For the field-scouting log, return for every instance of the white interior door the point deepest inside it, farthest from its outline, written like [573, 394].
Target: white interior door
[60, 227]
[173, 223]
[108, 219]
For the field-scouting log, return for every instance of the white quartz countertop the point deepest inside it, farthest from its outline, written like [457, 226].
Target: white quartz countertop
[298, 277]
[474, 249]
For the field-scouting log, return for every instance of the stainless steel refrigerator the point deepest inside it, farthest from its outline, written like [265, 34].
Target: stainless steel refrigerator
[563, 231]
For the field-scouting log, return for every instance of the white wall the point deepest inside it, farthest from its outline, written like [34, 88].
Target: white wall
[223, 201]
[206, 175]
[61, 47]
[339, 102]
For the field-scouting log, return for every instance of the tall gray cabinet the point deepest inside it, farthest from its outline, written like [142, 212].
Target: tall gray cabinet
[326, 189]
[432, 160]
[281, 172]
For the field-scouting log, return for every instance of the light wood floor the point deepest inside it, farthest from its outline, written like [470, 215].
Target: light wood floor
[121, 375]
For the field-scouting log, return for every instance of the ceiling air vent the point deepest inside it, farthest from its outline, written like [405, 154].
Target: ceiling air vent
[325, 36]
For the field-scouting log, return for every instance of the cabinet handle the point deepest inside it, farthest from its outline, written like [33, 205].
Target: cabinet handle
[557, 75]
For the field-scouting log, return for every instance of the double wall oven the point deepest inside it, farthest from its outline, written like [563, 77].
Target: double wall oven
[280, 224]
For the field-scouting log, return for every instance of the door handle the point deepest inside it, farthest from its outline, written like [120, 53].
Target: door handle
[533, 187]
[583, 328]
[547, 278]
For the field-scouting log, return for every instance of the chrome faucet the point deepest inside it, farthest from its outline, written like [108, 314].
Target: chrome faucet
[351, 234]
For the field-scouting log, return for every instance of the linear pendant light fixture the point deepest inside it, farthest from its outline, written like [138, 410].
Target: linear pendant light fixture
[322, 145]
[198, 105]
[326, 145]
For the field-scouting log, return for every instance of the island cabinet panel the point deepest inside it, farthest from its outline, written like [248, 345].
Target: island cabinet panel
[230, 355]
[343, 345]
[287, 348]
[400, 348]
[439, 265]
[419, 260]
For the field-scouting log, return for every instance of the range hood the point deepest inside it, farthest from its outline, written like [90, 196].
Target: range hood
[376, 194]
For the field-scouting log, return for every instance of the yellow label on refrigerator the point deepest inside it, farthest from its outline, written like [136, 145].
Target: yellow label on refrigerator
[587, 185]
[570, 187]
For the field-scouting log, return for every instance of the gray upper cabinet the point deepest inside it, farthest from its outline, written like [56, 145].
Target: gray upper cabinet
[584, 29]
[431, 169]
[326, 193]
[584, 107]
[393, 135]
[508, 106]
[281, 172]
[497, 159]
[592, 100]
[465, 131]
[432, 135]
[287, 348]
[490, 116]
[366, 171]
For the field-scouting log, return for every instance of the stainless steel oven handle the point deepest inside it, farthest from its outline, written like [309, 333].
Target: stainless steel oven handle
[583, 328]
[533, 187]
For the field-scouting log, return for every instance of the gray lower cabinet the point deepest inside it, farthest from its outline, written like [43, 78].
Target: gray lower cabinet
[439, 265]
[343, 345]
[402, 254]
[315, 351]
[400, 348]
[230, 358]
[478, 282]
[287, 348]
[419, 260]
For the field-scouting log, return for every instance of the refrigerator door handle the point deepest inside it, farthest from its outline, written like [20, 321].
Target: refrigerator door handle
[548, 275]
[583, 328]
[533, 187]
━━━━━━
◆ **Brief**
Write every record above out again exactly as it stands.

◆ **Answer box**
For the field-scouting log, return for every instance of the white interior door the point deepest inside it, farthest from its outline, written like [573, 394].
Target: white interior door
[60, 227]
[173, 223]
[108, 219]
For the field-scouting log, return for every instance of the white quartz countertop the point deepest inside it, farthest from its outline, written like [457, 226].
Target: white quartz countertop
[298, 277]
[474, 249]
For the field-scouting log, return for every instance of the stainless steel refrigerator the point deepest inside it, farthest from its outline, written like [265, 34].
Target: stainless steel refrigerator
[563, 231]
For the field-scouting log, return for every instance of the white wall the point deepest inside it, farthest from its outline, written like [34, 88].
Target: white wall
[223, 201]
[206, 175]
[61, 47]
[339, 102]
For the field-scouting log, return for every instance of the tall gray cabinet the point deepest inside it, farthest from its outline, written like [142, 212].
Target: tall gray cabinet
[326, 189]
[432, 160]
[281, 172]
For the field-scouting log, return for every instance of the light wood floor the point deepest inside it, farthest from its outline, written like [470, 215].
Target: light wood floor
[121, 375]
For the field-scouting log, return for every instance of the ceiling air vent the point deepest inside it, farthest from its outline, written like [405, 154].
Target: ceiling air vent
[325, 36]
For the field-scouting log, return for every instance of the cabinet handle the point deepest inside it, farthest from its outline, written like [33, 205].
Target: cabinet handle
[557, 75]
For the field-scouting log, return for every instance of the double wall oven the point deepest inside it, farthest from its outline, written like [563, 77].
Target: double wall oven
[280, 224]
For the field-scouting log, return for every instance of the door handle the point deepest inside it, farthest from its outline, written like [120, 53].
Target: door handle
[533, 187]
[583, 328]
[547, 278]
For the field-scouting log, return for every instance of the chrome faucet the point deepest inside it, farthest from its outline, written like [108, 314].
Target: chrome faucet
[351, 234]
For the field-scouting log, return for every instance of the linear pendant light fixture the point deepest inside it, farthest from its outline, written like [138, 410].
Target: linear pendant light fixture
[322, 145]
[198, 105]
[326, 145]
For the field-scouting log, return for every instance of the island cabinet panel the point deepest inside it, farthest from its outline, written like [248, 345].
Target: island cabinet panel
[230, 355]
[343, 345]
[287, 348]
[400, 348]
[439, 265]
[419, 260]
For the field-scouting log, return for every instance of the range hood the point deepest inside it, farthest from its outline, written like [90, 196].
Target: range hood
[376, 194]
For the field-scouting log, return for every instance of the yellow label on refrigerator the point deepest inside it, farthest from its outline, written like [136, 145].
Target: yellow label on refrigerator
[587, 185]
[570, 187]
For the field-scouting log, return for every instance of the gray upper cabinet the point deepest inside it, farthest from its outline, written like [56, 145].
Target: gray upper cabinet
[584, 29]
[431, 169]
[326, 193]
[584, 107]
[393, 135]
[508, 106]
[281, 172]
[497, 159]
[592, 100]
[465, 131]
[432, 135]
[287, 348]
[490, 116]
[366, 171]
For the field-scouting log, return for every instance of the stainless steel oven handle the point deepest inside it, farthest from its outline, written like [309, 333].
Target: stainless steel oven handle
[583, 328]
[533, 187]
For the field-scouting log, return for every instance of the gray lower cabinet the point deepest inside it, farthest from its outline, written like [43, 78].
Target: gray lower cabinet
[439, 265]
[343, 345]
[402, 254]
[315, 351]
[400, 348]
[230, 358]
[478, 282]
[287, 348]
[419, 260]
For the field-scouting log, return for every instance of the refrigerator door handle the point deepest inside it, farthest from its outline, written like [20, 321].
Target: refrigerator door handle
[548, 275]
[583, 328]
[533, 187]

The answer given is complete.